TASK TO CARRY OUT. Write out, word for word, every line from the one containing "Each instance of the white steel" through the last line of the records below, both ends included.

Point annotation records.
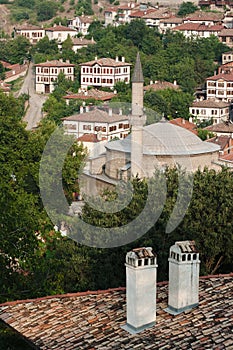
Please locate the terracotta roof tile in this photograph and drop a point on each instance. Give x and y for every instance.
(93, 320)
(92, 93)
(160, 85)
(226, 32)
(221, 127)
(54, 63)
(97, 115)
(184, 124)
(105, 62)
(198, 27)
(224, 76)
(210, 104)
(59, 28)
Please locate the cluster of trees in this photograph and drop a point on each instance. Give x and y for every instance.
(35, 10)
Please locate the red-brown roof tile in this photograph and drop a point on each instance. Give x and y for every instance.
(55, 63)
(184, 124)
(93, 320)
(92, 93)
(105, 62)
(224, 76)
(160, 85)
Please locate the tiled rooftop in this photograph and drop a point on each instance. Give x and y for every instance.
(106, 62)
(210, 104)
(54, 63)
(227, 77)
(184, 124)
(93, 320)
(59, 28)
(92, 93)
(221, 127)
(161, 85)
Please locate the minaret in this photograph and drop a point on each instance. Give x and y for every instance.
(137, 120)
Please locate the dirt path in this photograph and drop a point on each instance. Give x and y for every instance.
(4, 20)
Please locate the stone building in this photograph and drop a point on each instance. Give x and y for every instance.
(158, 145)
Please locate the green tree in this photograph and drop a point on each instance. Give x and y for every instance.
(187, 7)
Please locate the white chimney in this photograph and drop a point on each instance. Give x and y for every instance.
(184, 266)
(141, 275)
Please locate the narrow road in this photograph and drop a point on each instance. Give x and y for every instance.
(34, 113)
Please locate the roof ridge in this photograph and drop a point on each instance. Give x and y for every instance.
(97, 292)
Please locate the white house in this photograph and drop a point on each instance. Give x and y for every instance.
(207, 110)
(60, 33)
(104, 72)
(191, 29)
(81, 24)
(46, 74)
(79, 43)
(32, 33)
(220, 87)
(95, 127)
(227, 57)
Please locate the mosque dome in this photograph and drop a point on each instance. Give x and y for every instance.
(164, 138)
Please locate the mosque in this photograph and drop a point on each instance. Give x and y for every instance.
(146, 148)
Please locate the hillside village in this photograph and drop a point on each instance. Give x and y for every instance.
(146, 91)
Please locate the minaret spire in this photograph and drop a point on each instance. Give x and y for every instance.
(137, 120)
(137, 74)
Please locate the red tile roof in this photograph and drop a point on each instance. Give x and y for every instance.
(59, 28)
(92, 93)
(221, 128)
(198, 27)
(222, 141)
(184, 124)
(224, 76)
(205, 16)
(226, 32)
(105, 62)
(211, 104)
(90, 138)
(54, 63)
(160, 85)
(93, 320)
(82, 41)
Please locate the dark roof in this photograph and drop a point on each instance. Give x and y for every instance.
(93, 320)
(137, 74)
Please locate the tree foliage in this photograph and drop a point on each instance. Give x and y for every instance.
(187, 8)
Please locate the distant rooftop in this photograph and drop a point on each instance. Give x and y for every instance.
(93, 320)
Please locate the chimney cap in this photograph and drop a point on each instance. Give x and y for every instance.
(186, 246)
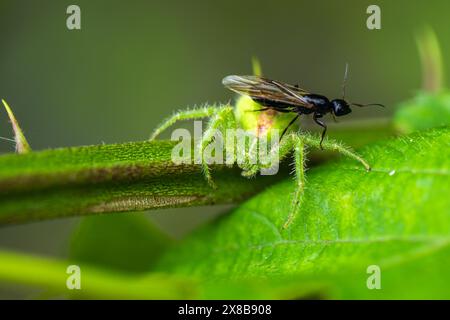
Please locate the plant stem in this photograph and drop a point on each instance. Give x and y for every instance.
(51, 274)
(110, 178)
(125, 177)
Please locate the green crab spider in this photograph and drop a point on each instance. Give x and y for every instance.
(260, 124)
(241, 117)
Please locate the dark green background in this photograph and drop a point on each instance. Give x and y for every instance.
(135, 62)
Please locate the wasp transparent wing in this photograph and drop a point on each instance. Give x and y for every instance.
(262, 89)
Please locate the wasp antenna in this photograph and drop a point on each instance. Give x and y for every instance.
(345, 81)
(367, 105)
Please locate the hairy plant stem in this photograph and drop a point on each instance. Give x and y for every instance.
(124, 177)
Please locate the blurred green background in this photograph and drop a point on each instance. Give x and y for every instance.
(135, 62)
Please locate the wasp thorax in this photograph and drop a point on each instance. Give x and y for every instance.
(340, 107)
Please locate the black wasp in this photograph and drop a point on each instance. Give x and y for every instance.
(286, 98)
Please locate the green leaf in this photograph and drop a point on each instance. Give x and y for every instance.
(424, 111)
(126, 242)
(397, 217)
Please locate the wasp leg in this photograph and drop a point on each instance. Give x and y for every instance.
(299, 157)
(290, 123)
(323, 125)
(336, 146)
(183, 115)
(222, 119)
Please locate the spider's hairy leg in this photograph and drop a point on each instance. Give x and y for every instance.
(298, 145)
(332, 145)
(184, 115)
(277, 153)
(222, 119)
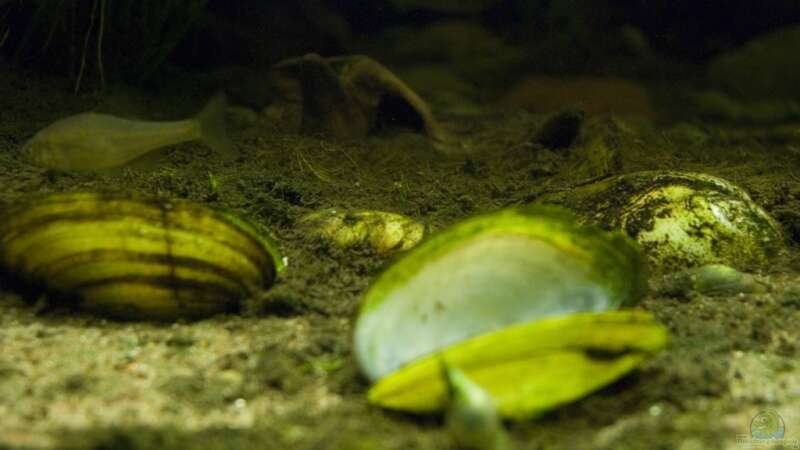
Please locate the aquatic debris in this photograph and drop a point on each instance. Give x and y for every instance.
(348, 96)
(513, 299)
(543, 94)
(681, 219)
(91, 141)
(385, 232)
(713, 280)
(129, 257)
(560, 129)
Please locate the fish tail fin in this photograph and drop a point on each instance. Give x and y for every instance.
(212, 125)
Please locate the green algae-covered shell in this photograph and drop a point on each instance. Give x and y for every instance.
(531, 367)
(132, 257)
(681, 219)
(490, 272)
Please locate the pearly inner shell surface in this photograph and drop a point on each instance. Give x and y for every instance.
(484, 282)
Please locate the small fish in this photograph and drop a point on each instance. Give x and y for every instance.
(91, 141)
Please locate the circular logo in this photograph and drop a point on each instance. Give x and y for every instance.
(767, 425)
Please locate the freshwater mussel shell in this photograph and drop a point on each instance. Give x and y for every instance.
(484, 274)
(132, 257)
(531, 367)
(384, 232)
(681, 219)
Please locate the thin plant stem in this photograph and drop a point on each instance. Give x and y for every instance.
(100, 43)
(86, 46)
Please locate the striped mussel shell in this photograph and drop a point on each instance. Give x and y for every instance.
(131, 257)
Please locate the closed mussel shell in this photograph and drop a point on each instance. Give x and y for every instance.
(384, 232)
(681, 219)
(458, 295)
(131, 257)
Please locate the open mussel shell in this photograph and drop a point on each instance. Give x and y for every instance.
(490, 272)
(532, 367)
(129, 257)
(681, 219)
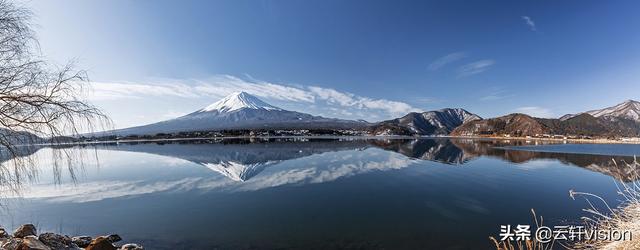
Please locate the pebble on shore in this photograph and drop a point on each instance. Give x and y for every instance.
(26, 238)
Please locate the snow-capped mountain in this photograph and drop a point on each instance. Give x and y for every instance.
(237, 101)
(629, 109)
(240, 110)
(438, 122)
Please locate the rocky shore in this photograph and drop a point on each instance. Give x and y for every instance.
(26, 238)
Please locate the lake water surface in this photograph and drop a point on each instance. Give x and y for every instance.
(299, 193)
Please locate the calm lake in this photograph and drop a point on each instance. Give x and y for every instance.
(301, 193)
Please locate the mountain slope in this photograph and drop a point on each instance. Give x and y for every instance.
(513, 124)
(523, 125)
(241, 111)
(439, 122)
(629, 109)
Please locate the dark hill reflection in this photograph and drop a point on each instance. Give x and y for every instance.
(243, 159)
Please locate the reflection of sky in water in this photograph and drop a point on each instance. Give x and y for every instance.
(355, 196)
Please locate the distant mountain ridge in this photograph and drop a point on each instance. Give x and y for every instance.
(617, 121)
(241, 110)
(438, 122)
(629, 109)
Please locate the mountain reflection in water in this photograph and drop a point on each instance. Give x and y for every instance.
(305, 193)
(243, 159)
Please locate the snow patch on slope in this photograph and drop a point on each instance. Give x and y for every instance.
(237, 101)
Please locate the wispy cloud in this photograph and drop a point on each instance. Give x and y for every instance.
(222, 85)
(475, 68)
(450, 58)
(535, 111)
(530, 23)
(496, 94)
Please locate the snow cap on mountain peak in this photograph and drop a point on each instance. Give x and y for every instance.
(238, 100)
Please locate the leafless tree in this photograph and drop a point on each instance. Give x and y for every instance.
(39, 101)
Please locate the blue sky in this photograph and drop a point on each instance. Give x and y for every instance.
(153, 60)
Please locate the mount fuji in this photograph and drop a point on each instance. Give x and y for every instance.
(240, 110)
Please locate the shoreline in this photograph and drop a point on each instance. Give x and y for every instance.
(356, 137)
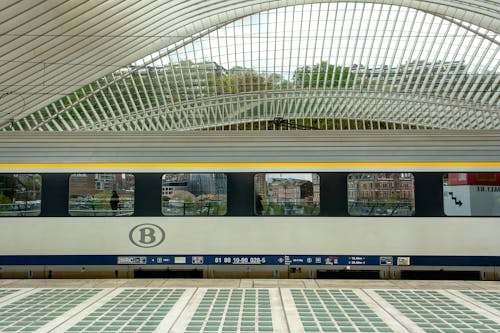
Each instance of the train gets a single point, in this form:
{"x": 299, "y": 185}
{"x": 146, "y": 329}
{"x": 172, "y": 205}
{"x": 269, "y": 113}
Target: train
{"x": 415, "y": 204}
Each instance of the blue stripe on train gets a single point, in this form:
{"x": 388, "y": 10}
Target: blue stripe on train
{"x": 258, "y": 259}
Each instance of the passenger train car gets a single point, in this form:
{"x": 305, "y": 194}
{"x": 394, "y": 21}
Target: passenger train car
{"x": 283, "y": 204}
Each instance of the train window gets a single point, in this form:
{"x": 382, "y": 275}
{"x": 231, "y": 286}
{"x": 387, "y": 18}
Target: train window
{"x": 381, "y": 194}
{"x": 194, "y": 194}
{"x": 471, "y": 194}
{"x": 20, "y": 194}
{"x": 101, "y": 194}
{"x": 286, "y": 194}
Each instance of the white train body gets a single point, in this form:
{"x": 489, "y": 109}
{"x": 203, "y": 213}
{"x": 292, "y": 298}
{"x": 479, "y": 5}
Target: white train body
{"x": 240, "y": 243}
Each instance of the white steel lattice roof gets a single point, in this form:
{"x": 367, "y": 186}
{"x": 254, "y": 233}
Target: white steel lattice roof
{"x": 249, "y": 65}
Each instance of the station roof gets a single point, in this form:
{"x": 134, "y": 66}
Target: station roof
{"x": 188, "y": 65}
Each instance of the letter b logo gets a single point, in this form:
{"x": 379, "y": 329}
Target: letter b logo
{"x": 147, "y": 235}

CORRECT ANSWER.
Each instance of the white steel lattice roof gets a single point, in this form:
{"x": 367, "y": 186}
{"x": 254, "y": 233}
Target: white steel lattice roof
{"x": 249, "y": 65}
Each instance of the station roof gets a single point, in this form:
{"x": 134, "y": 66}
Target: station roof
{"x": 188, "y": 65}
Each instance of the letter b logo gets a single point, in this form:
{"x": 379, "y": 329}
Target: letter b logo
{"x": 147, "y": 235}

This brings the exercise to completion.